═════ SOURCE DOCUMENT

Overall, improper certificate validation can undermine the security of encrypted communication and compromise the confidentiality, integrity, and authenticity of data exchanged over the network.

How to prevent Improper Certificate Validation?

To prevent improper certificate validation, it is important to follow security best practices, such as:

  • Use trusted certificate authorities: Only trust digital certificates issued by well-known and trusted certificate authorities.
  • Verify certificate chains: Verify that the certificate presented by the remote party is valid and issued by a trusted certificate authority. Verify the entire certificate chain, including intermediate certificates.
  • Check certificate revocation status: Check the revocation status of the certificate presented by the remote party to ensure that it has not been revoked.
  • Use certificate pinning: Implement certificate pinning to ensure that the communication only occurs with the exact certificate or certificate authority specified.
  • Keep software up to date: Keep software and security protocols up to date, as new vulnerabilities and security patches are regularly released.

Overall, proper certificate validation is crucial for maintaining the security of encrypted communication, and following these best practices can help prevent improper certificate validation and mitigate related security risks.

References

Taxonomies

Explanation & Prevention

Training

Disabled TLS certificate verification

Option A: Enable Verification of certificates

  1. Go through the issues that GuardRails identified in the PR/MR

  2. Replace InsecureSkipVerify: true:

    package main
    import (
        "crypto/tls"
        "fmt"
        "net/http"
    )
    func main() {
        tr := &http.Transport{
            // This is the insecure setting, it should be set to false.
            TLSClientConfig: &tls.Config{InsecureSkipVerify: true},
        }
        client := &http.Client{Transport: tr}
        _, err := client.Get("https://golang.org/")
        if err != nil {
            fmt.Println(err)
        }
    }

    with InsecureSkipVerify: false:

    // Ensure that you have a valid certificate
    // Free certificates at available at https://letsencrypt.org/
    TLSClientConfig: &tls.Config{InsecureSkipVerify: false},

  3. Test it

  4. Ship it 🚢 and relax 🌴

Enable SSH Host Key Verification (crypto/ssh)

══════════
═════ RECORDED INFORMATION

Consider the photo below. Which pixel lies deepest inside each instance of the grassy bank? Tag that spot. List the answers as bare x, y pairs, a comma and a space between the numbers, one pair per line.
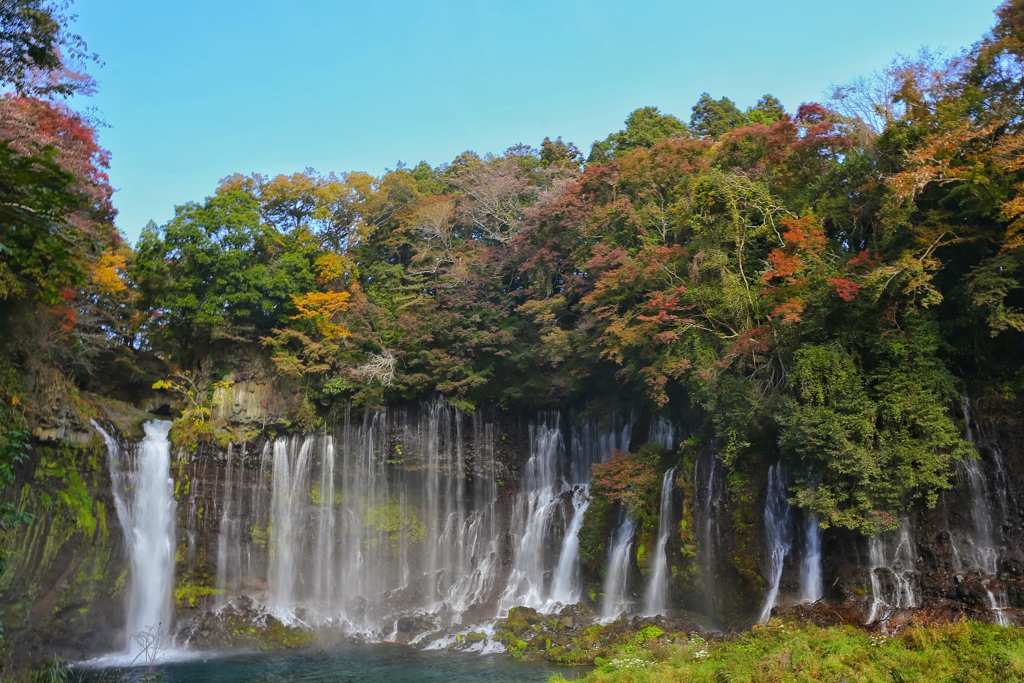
778, 651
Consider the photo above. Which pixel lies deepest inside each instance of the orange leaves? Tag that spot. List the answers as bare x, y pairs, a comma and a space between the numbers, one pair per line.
805, 242
622, 477
321, 308
107, 274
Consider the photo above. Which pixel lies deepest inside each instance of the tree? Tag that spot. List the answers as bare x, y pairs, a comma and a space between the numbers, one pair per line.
217, 271
644, 128
712, 118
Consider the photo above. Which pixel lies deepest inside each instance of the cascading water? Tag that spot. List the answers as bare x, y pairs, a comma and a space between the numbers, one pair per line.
893, 571
811, 586
983, 547
777, 534
657, 588
565, 585
616, 579
395, 515
143, 497
707, 499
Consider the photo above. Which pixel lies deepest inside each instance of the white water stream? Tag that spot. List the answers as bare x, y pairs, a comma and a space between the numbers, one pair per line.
144, 499
657, 587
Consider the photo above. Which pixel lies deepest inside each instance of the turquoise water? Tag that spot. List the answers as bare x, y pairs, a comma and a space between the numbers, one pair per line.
344, 664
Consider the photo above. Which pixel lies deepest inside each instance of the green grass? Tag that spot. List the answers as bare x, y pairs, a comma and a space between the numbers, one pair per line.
778, 651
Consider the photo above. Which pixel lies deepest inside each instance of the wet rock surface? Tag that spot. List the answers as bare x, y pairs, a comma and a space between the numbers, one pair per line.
576, 635
241, 625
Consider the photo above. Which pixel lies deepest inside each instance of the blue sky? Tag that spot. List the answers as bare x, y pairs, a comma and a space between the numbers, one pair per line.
194, 91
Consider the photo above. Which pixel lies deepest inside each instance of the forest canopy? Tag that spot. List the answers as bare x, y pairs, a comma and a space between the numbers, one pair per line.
821, 285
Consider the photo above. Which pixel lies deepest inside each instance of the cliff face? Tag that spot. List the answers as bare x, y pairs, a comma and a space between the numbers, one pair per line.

══════════

● **EXERCISE**
Could you give back the part of the certificate validation text that begins at "Overall, improper certificate" and stops after "not been revoked.", substituting "peer" for each occurrence of "remote party"?

● **FINAL RESULT**
Overall, improper certificate validation can undermine the security of encrypted communication and compromise the confidentiality, integrity, and authenticity of data exchanged over the network.

How to prevent Improper Certificate Validation?

To prevent improper certificate validation, it is important to follow security best practices, such as:

  • Use trusted certificate authorities: Only trust digital certificates issued by well-known and trusted certificate authorities.
  • Verify certificate chains: Verify that the certificate presented by the peer is valid and issued by a trusted certificate authority. Verify the entire certificate chain, including intermediate certificates.
  • Check certificate revocation status: Check the revocation status of the certificate presented by the peer to ensure that it has not been revoked.